[WORK INSTRUCTIONS]: Copy every line of the data in which the word "stone" occurs.

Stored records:
___

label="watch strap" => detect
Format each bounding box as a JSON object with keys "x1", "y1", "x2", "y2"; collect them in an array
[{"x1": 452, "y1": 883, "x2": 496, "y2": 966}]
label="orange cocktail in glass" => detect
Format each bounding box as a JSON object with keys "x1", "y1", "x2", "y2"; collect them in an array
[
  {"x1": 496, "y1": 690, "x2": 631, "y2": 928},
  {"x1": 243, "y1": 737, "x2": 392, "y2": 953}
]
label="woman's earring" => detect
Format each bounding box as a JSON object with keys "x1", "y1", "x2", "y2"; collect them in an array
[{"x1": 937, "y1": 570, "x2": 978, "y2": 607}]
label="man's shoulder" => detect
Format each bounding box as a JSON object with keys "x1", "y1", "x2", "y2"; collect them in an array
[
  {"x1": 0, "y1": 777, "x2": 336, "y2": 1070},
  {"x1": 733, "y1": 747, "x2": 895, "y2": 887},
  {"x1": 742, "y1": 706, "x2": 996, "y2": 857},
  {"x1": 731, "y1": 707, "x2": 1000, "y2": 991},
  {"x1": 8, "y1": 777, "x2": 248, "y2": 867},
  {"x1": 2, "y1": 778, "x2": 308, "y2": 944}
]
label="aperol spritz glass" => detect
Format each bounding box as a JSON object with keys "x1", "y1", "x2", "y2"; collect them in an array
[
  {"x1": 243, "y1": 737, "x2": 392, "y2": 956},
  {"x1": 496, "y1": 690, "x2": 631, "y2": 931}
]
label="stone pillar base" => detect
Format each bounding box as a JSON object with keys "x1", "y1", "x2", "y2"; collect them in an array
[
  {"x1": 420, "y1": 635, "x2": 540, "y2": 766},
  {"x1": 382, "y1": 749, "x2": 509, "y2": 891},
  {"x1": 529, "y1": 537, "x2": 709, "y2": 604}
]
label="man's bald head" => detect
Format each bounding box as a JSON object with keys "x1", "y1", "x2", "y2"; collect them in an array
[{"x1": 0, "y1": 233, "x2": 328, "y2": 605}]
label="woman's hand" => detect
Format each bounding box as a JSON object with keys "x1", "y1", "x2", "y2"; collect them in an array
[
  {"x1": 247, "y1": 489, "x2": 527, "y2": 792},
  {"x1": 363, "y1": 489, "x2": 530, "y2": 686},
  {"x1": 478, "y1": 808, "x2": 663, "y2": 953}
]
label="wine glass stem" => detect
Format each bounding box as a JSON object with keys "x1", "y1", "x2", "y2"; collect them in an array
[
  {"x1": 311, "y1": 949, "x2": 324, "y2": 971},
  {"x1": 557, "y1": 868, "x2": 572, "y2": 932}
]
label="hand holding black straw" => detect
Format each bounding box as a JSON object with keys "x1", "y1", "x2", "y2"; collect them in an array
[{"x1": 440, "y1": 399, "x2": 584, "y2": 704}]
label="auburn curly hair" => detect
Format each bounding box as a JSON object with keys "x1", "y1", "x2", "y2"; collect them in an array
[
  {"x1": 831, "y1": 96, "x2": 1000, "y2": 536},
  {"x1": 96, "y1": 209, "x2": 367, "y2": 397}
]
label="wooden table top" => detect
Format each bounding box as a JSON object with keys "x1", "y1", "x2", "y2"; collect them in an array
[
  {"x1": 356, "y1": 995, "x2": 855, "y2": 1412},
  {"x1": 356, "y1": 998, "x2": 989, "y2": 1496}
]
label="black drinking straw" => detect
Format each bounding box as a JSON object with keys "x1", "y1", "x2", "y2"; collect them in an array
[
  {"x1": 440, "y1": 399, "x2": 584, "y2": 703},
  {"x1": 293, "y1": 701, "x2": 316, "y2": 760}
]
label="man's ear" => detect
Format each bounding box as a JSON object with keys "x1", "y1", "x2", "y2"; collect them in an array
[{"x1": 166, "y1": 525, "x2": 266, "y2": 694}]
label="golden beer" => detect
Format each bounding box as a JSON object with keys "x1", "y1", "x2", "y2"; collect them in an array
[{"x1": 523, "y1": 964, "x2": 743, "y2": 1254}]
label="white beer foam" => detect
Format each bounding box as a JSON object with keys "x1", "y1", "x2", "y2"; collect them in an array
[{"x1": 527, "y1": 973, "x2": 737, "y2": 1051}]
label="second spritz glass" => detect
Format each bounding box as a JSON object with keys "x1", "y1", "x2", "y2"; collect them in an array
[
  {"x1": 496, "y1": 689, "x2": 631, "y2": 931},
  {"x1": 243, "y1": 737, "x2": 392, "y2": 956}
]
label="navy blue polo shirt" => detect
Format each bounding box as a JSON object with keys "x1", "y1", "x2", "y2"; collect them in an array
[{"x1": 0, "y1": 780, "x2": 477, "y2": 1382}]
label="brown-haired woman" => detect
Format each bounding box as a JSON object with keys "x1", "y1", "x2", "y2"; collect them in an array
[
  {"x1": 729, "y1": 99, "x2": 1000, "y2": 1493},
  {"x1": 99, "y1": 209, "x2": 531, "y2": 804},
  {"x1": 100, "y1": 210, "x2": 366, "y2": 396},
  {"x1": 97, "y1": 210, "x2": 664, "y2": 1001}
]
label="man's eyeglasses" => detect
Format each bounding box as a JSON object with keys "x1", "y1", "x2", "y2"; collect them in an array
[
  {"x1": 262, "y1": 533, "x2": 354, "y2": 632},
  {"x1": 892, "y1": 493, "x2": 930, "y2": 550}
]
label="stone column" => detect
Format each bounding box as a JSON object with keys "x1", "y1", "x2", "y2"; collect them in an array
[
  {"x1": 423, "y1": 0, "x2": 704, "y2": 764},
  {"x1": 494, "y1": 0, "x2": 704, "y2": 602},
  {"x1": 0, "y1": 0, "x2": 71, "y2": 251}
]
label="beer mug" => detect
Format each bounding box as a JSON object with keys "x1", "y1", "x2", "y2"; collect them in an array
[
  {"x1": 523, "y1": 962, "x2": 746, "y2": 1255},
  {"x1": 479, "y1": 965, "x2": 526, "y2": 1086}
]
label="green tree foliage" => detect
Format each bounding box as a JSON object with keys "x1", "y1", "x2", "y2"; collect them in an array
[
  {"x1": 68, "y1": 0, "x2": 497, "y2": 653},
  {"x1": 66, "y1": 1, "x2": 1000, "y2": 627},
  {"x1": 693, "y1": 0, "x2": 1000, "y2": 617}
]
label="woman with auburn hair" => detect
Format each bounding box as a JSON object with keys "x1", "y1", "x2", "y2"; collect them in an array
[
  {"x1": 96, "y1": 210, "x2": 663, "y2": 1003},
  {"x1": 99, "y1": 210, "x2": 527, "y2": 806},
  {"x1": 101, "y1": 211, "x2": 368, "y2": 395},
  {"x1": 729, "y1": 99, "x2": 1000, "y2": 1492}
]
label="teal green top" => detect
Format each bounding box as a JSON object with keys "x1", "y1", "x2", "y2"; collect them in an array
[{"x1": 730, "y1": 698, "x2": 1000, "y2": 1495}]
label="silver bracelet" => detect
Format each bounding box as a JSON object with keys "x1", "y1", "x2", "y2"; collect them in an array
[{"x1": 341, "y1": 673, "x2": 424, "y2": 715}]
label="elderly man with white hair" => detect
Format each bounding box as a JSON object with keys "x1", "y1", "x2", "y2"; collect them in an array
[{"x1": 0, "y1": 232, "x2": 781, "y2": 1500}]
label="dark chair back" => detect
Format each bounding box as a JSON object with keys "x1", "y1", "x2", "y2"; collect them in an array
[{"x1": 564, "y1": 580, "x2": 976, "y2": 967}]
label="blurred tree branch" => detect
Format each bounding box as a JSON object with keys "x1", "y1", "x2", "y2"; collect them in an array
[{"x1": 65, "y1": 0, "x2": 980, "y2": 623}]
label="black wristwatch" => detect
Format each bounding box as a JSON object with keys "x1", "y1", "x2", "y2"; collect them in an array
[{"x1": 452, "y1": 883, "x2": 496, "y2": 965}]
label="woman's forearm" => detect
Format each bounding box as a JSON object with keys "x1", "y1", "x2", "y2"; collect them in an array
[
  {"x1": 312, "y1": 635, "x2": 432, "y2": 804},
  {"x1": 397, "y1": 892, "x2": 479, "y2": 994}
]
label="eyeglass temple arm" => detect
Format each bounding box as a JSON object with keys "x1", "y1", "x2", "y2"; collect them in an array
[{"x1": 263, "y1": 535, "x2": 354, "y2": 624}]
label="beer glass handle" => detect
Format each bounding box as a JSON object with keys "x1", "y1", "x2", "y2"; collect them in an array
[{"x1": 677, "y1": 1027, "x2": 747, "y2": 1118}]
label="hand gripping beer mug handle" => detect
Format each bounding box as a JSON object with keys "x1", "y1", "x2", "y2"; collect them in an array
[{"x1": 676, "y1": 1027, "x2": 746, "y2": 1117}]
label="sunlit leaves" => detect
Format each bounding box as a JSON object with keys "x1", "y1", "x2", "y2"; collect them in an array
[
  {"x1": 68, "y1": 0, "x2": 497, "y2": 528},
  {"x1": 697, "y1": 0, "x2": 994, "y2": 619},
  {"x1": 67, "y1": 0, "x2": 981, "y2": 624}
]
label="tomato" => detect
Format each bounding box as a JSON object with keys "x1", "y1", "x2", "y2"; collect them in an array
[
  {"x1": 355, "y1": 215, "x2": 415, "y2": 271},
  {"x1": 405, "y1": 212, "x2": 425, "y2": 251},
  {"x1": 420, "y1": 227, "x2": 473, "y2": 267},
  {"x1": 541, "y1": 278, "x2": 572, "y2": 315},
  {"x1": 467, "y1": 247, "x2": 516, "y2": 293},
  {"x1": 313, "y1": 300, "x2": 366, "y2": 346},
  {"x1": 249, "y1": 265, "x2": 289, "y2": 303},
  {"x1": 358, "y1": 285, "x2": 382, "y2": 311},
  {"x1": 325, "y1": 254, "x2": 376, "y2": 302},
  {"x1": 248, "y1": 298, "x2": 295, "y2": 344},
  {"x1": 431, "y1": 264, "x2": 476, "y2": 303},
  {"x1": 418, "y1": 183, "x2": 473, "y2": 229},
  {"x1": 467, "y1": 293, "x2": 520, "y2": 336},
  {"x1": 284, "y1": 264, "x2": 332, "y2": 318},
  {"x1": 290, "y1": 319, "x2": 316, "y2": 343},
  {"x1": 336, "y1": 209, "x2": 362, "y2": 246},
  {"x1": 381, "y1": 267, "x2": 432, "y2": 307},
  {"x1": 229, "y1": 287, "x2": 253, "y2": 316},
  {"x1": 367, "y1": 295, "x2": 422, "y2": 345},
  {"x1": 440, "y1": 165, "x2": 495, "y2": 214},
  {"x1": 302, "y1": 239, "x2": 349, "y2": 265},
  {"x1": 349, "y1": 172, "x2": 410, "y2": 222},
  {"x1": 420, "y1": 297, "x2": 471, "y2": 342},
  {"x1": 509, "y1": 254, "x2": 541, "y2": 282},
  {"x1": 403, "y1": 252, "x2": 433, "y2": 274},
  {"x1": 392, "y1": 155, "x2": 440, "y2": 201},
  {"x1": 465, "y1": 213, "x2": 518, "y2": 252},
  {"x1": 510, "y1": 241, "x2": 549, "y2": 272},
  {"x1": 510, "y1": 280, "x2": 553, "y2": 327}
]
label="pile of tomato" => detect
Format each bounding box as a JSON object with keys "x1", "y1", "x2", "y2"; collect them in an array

___

[SOLUTION TO THE PROBLEM]:
label="stone pillar base" => detect
label="stone column" => detect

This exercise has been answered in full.